Task statement:
Take the lines from the head of the listing through the one bearing "mark the dog's snout | one pin per instance." and copy them exactly, leaving every picture out.

Data section:
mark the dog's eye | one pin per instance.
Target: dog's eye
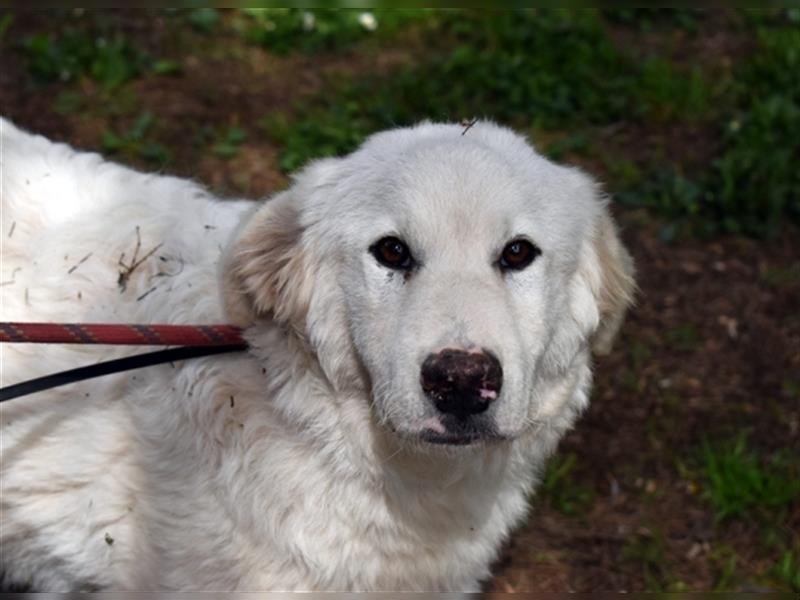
(518, 254)
(392, 253)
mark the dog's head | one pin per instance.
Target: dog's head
(459, 279)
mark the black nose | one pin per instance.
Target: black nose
(461, 383)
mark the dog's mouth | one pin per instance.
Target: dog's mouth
(450, 431)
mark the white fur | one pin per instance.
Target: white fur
(298, 465)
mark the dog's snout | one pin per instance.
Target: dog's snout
(461, 383)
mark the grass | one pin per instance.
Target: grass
(560, 75)
(109, 61)
(786, 570)
(560, 487)
(648, 550)
(741, 483)
(138, 142)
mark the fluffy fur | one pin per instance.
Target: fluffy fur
(298, 465)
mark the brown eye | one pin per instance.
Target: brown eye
(518, 254)
(392, 253)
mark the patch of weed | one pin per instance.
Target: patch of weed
(649, 19)
(284, 30)
(754, 184)
(723, 560)
(110, 61)
(229, 142)
(560, 488)
(5, 24)
(683, 337)
(741, 483)
(204, 19)
(786, 570)
(135, 142)
(648, 550)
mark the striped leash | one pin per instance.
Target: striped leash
(193, 340)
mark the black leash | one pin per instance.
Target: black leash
(113, 366)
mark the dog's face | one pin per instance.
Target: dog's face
(464, 275)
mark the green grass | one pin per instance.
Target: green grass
(312, 31)
(109, 61)
(561, 489)
(229, 142)
(741, 483)
(786, 570)
(754, 184)
(649, 552)
(138, 142)
(562, 76)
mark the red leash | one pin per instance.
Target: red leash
(129, 335)
(193, 341)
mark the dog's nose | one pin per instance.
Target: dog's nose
(461, 383)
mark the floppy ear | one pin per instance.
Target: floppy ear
(266, 273)
(607, 271)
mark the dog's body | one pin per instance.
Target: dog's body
(314, 461)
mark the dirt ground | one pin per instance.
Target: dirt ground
(712, 348)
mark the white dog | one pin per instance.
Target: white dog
(420, 314)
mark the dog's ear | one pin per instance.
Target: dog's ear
(266, 273)
(606, 269)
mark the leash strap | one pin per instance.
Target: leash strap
(114, 366)
(120, 334)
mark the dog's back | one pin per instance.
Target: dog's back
(85, 240)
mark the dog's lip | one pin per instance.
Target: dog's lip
(459, 439)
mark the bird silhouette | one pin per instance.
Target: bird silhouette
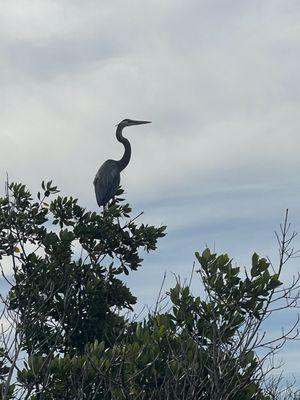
(107, 179)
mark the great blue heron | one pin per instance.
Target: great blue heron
(107, 179)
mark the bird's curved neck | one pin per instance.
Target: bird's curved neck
(123, 162)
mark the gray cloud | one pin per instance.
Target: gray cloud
(219, 80)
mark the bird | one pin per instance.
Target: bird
(107, 179)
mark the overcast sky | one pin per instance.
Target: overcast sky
(219, 79)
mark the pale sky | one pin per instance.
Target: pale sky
(219, 79)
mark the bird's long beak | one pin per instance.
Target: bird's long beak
(140, 122)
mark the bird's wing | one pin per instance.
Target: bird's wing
(106, 182)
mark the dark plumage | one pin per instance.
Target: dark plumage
(107, 179)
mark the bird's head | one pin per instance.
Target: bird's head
(130, 122)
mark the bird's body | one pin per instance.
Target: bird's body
(107, 179)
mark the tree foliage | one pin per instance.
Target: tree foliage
(68, 335)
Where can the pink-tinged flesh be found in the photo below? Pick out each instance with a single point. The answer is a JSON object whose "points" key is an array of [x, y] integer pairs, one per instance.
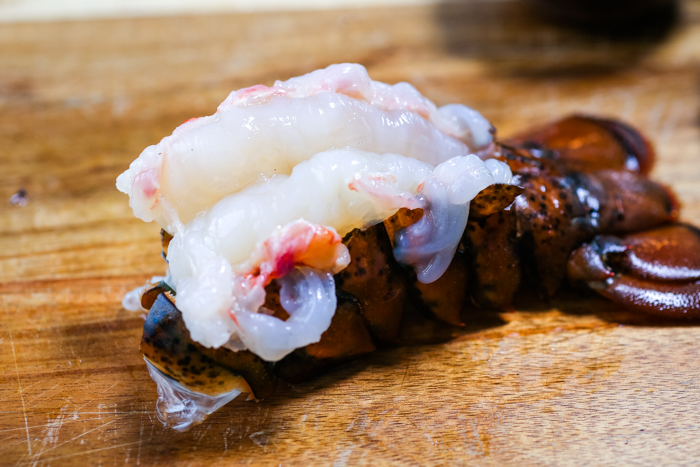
{"points": [[261, 132]]}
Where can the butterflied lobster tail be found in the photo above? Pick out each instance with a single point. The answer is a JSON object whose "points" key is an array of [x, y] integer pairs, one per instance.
{"points": [[580, 206]]}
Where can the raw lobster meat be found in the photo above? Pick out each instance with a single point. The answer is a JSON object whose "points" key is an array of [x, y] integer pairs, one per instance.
{"points": [[580, 208]]}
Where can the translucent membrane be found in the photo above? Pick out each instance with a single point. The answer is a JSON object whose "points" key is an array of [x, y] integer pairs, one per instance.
{"points": [[309, 298], [180, 408]]}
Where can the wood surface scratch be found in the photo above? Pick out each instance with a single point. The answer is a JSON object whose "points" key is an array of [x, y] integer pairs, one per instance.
{"points": [[571, 382]]}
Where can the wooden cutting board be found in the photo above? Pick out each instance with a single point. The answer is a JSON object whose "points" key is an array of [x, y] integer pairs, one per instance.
{"points": [[574, 381]]}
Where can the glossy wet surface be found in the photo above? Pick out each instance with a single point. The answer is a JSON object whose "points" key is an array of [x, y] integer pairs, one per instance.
{"points": [[559, 384]]}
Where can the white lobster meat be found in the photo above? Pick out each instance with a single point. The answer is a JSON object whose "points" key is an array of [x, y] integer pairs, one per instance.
{"points": [[267, 187], [260, 132]]}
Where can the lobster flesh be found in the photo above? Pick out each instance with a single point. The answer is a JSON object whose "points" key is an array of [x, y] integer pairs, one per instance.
{"points": [[580, 208]]}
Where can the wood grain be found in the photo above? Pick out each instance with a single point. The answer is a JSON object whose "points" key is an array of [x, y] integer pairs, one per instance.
{"points": [[571, 382]]}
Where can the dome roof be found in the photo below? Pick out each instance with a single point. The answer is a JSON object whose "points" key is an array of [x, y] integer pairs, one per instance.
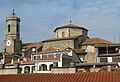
{"points": [[70, 26]]}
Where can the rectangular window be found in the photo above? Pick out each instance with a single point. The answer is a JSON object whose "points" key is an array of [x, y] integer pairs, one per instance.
{"points": [[63, 34], [116, 59], [103, 59], [44, 56], [35, 57], [51, 56], [57, 55]]}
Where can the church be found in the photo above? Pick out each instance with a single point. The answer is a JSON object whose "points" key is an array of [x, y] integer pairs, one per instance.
{"points": [[70, 49]]}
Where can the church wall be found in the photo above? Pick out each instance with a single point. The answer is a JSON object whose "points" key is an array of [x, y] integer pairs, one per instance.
{"points": [[58, 33], [75, 32], [61, 44]]}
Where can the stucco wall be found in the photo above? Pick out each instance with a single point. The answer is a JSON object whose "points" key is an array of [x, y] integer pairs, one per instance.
{"points": [[61, 44], [63, 70], [8, 71], [70, 32]]}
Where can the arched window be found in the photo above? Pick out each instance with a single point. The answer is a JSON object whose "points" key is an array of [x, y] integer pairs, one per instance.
{"points": [[63, 34], [33, 68], [9, 28], [27, 69], [43, 67], [51, 66], [17, 27]]}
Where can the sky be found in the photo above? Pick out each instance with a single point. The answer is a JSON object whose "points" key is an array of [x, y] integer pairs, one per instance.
{"points": [[39, 18]]}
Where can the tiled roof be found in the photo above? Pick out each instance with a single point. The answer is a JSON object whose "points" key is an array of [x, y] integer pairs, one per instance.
{"points": [[80, 51], [95, 41], [52, 51], [34, 44], [20, 62], [105, 69], [48, 59], [65, 38], [70, 26], [73, 77], [96, 64]]}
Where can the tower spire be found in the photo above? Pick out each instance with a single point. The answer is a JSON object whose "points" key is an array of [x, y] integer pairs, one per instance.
{"points": [[13, 13]]}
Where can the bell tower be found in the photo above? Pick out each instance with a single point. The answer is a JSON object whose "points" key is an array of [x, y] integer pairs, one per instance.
{"points": [[12, 42]]}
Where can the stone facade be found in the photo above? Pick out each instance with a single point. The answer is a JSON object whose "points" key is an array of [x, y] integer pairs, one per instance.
{"points": [[69, 31], [12, 42], [60, 44]]}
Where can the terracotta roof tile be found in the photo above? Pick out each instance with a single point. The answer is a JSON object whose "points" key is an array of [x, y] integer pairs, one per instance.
{"points": [[34, 44], [75, 77], [70, 26], [20, 62], [65, 38], [48, 59], [95, 41], [52, 51]]}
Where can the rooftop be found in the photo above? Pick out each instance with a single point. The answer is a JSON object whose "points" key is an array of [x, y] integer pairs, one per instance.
{"points": [[70, 26], [73, 77], [96, 41]]}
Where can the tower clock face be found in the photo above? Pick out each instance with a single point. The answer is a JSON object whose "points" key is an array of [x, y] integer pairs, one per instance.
{"points": [[8, 43]]}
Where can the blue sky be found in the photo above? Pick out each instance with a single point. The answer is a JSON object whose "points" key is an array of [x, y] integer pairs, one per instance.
{"points": [[40, 17]]}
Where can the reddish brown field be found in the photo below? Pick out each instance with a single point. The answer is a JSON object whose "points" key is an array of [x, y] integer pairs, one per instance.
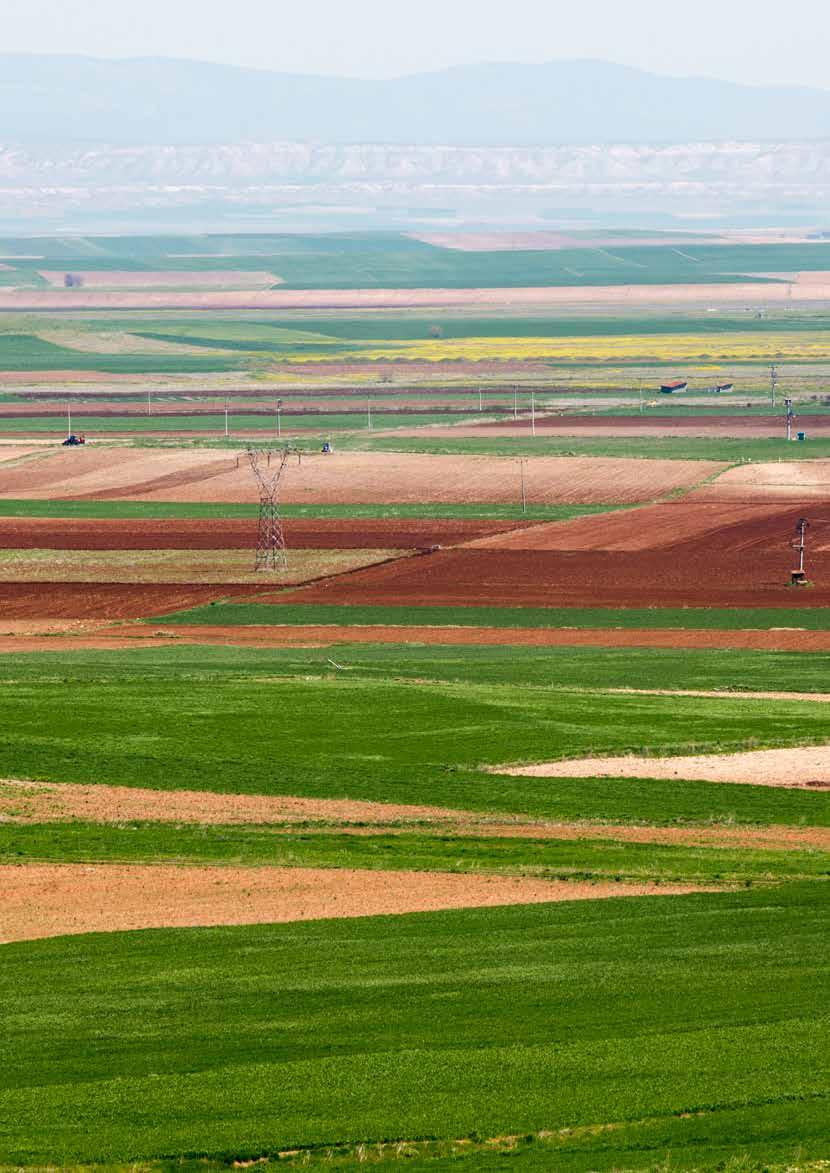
{"points": [[238, 534], [743, 563], [668, 524]]}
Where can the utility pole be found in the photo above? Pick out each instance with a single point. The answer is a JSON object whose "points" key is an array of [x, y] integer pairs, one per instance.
{"points": [[798, 577], [270, 538]]}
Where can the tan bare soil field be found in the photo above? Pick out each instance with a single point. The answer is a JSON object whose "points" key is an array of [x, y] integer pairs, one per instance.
{"points": [[359, 477], [653, 528], [111, 472], [186, 567], [29, 802], [599, 296], [53, 900], [794, 481], [25, 801], [165, 279], [103, 601], [803, 767]]}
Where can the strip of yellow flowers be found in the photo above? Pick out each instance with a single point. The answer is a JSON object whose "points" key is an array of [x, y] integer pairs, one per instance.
{"points": [[674, 347]]}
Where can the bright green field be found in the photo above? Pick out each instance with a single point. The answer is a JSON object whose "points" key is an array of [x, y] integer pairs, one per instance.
{"points": [[390, 259], [695, 1024], [148, 509], [550, 859], [406, 725], [600, 1035]]}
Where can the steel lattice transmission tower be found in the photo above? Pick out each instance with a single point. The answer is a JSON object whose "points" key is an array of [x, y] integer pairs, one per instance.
{"points": [[270, 537]]}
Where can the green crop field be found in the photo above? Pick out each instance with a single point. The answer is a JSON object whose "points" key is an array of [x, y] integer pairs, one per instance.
{"points": [[27, 352], [367, 259], [694, 1025], [549, 859], [733, 451], [664, 1031], [12, 507], [698, 618], [400, 725], [680, 1023]]}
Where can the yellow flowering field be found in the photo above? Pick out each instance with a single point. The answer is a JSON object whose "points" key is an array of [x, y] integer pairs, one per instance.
{"points": [[639, 347]]}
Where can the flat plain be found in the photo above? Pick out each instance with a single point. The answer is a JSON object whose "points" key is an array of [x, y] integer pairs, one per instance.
{"points": [[492, 832]]}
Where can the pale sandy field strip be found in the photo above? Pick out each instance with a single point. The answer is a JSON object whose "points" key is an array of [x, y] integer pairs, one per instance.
{"points": [[133, 567], [34, 802], [56, 899], [781, 481], [804, 766], [164, 279]]}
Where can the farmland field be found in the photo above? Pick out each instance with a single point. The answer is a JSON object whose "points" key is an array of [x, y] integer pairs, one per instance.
{"points": [[491, 832]]}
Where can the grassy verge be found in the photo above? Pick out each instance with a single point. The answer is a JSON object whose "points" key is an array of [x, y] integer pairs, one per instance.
{"points": [[696, 1023], [648, 618], [583, 860]]}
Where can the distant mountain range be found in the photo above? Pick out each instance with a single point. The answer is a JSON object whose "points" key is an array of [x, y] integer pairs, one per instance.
{"points": [[61, 100]]}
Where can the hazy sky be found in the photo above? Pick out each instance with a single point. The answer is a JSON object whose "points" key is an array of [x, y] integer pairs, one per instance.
{"points": [[742, 40]]}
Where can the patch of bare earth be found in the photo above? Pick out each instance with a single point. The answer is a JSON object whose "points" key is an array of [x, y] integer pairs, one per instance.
{"points": [[33, 802], [804, 767], [55, 900], [26, 801], [165, 279]]}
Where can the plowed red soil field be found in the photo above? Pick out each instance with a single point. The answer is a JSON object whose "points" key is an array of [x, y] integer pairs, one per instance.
{"points": [[727, 527], [238, 534], [745, 563], [106, 601]]}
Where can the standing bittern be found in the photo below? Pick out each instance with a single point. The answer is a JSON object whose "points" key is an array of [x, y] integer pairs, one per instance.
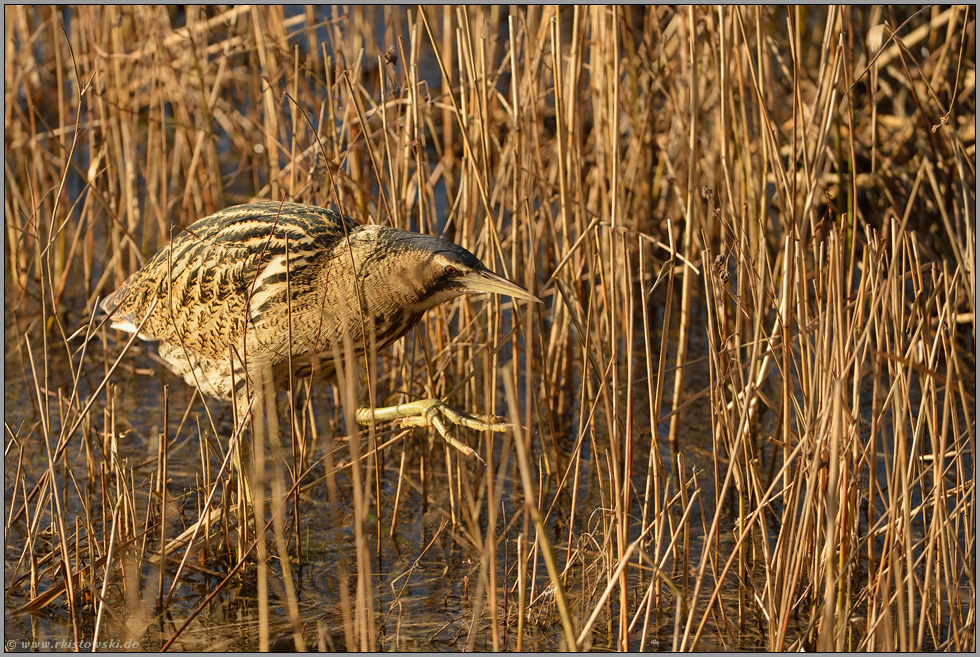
{"points": [[267, 290]]}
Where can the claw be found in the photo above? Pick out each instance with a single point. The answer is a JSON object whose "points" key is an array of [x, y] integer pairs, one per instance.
{"points": [[427, 412]]}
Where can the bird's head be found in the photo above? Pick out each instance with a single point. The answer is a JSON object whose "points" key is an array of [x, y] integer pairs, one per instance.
{"points": [[428, 271]]}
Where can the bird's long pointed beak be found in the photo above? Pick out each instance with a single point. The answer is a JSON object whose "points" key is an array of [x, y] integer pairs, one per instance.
{"points": [[488, 281]]}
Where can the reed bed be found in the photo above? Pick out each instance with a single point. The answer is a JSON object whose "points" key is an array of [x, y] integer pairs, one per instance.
{"points": [[744, 415]]}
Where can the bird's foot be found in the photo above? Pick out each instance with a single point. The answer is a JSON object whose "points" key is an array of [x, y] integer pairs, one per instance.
{"points": [[434, 413]]}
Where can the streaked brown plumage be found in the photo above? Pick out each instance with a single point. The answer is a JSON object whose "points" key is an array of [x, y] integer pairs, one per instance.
{"points": [[259, 286]]}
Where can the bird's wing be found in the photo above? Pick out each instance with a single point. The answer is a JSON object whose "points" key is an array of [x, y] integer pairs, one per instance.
{"points": [[225, 270]]}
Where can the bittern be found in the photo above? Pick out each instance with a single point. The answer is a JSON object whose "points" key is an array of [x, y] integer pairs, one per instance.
{"points": [[255, 293]]}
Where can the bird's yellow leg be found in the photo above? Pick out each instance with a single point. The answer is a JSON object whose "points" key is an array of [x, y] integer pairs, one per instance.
{"points": [[430, 412]]}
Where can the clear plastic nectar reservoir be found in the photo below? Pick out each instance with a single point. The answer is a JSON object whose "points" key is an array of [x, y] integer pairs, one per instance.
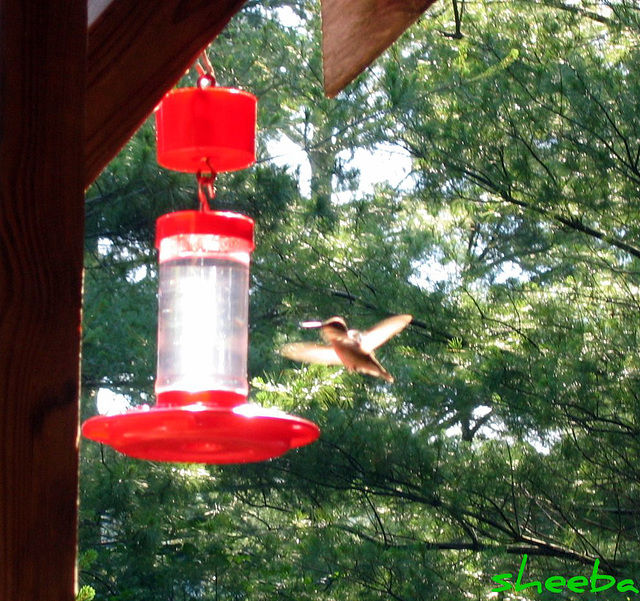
{"points": [[203, 307]]}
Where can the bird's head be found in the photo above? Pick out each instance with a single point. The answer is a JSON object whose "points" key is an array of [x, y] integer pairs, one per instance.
{"points": [[334, 324]]}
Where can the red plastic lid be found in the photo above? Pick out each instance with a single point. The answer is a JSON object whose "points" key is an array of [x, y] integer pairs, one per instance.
{"points": [[202, 434], [219, 223], [215, 124]]}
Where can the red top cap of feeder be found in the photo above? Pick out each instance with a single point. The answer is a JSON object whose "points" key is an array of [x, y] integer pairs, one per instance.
{"points": [[203, 129], [201, 433], [218, 223]]}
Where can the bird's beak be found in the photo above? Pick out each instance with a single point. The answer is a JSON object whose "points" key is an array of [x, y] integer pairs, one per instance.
{"points": [[311, 324]]}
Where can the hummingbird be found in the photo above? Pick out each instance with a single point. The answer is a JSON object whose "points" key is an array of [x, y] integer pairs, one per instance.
{"points": [[351, 348]]}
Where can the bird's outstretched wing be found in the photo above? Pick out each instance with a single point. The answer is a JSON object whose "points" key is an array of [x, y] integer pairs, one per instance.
{"points": [[381, 332], [310, 353]]}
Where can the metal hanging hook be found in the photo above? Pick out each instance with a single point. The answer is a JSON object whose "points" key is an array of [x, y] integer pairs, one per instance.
{"points": [[206, 188], [206, 74]]}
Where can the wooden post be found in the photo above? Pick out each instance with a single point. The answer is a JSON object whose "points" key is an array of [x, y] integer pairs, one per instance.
{"points": [[42, 91]]}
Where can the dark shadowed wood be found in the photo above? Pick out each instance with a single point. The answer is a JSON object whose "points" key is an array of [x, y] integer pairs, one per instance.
{"points": [[42, 71], [137, 51], [356, 32]]}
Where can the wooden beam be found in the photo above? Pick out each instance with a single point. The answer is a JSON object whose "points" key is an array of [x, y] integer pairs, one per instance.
{"points": [[42, 83], [356, 32], [137, 51]]}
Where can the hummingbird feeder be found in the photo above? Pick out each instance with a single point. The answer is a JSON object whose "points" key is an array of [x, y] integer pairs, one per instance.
{"points": [[201, 413]]}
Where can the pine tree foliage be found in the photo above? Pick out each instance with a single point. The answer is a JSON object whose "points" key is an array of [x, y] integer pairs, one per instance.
{"points": [[513, 425]]}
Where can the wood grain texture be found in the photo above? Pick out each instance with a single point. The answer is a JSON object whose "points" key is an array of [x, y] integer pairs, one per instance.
{"points": [[356, 32], [137, 51], [42, 82]]}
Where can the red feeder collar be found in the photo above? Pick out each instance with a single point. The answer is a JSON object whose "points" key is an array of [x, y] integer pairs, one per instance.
{"points": [[219, 223]]}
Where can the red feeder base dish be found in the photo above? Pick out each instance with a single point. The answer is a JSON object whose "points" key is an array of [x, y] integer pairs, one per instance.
{"points": [[201, 433]]}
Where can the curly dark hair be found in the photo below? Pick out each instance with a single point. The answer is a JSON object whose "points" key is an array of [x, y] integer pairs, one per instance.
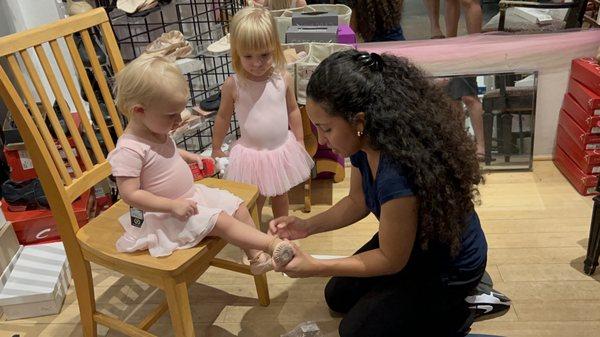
{"points": [[378, 16], [411, 120]]}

Exercise output:
mark the dog's eye | one pin per instance.
Target: dog's eye
(518, 254)
(392, 253)
mark the dog's head | one pin per instance.
Target: dog's head
(459, 279)
mark the black nose | one pin per instance.
Target: black nose
(461, 383)
mark the dog's mouth | one pin per instance.
Target: dog's mouth
(450, 431)
mark the white fur | one pin per instance.
Target: white fur
(298, 465)
mark the dog's snout | one pin per instance.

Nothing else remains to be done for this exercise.